(Excerpt to read)
* * * * * * *

Take responsibility/ ownership

  • Weak upward and outward leadership.
  • Pointing fingers upward at more senior management or blaming others for your own or your organization's problems.
  • Easily giving up or becoming cynical about seemingly intractable organizational, market, political, or other external factors.

Higher commitment/ engagement

  • Not involving people in your organization in open discussions and shared problem solving.
  • Plenty of micromanagement and "snoopervising." Little delegation and development of team members.
  • Not openly sharing goals, successes, and failures.
  • Management perks and privileges like reserved parking accentuating organizational hierarchy.

More innovation/ creativity

  • Not constantly trying new approaches, learning, and changing.
  • Discounting ideas or "happy accidents" that aren't in the plan or don't come from the "right people."
  • Very little personal experimentation.
  • Failing to encourage and learn from good tries that don't quite hit the mark the first time.

Thoughts That Make You Go Hmmmmm... on Leading by Example
 

"The most effective communication is face to face. The most believable communication is behavior."
Author unknown

"From this body of research, we discovered that emotional intelligence is carried through an organization like electricity through wires. To be more specific, the leader's mood is quite literally contagious, spreading quickly and inexorably throughout the business."
Daniel Goleman, Richard Boyatzis, and Annie McKee, Emotional Intelligence researchers and authors

"As they emulate our behavior, they show us ourselves in a clearer way."

* * * * * * *

(Exercise description) In the leadership excerpt, could you switch "delegation" to "coaching" and write out everything from "Higher commitment/ engagement" down to "the first time."?

(Dataset section)
* * * * * * *

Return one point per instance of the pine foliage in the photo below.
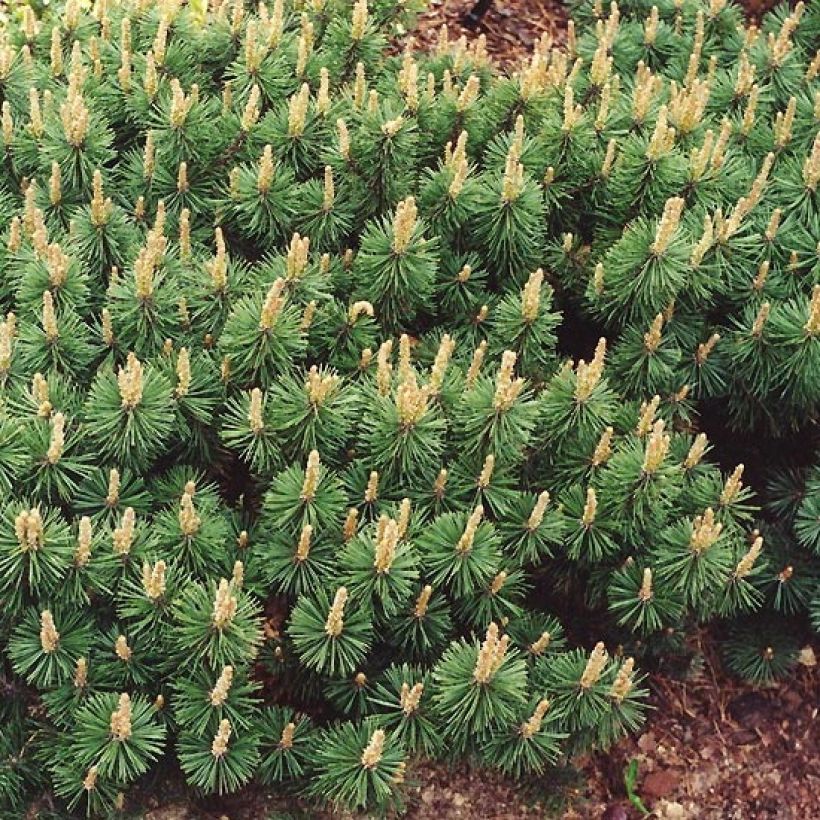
(307, 441)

* * * * * * *

(The response)
Higher commitment/ engagement

  • Not involving people in your organization in open discussions and shared problem solving.
  • Plenty of micromanagement and "snoopervising." Little coaching and development of team members.
  • Not openly sharing goals, successes, and failures.
  • Management perks and privileges like reserved parking accentuating organizational hierarchy.

More innovation/ creativity

  • Not constantly trying new approaches, learning, and changing.
  • Discounting ideas or "happy accidents" that aren't in the plan or don't come from the "right people."
  • Very little personal experimentation.
  • Failing to encourage and learn from good tries that don't quite hit the mark the first time.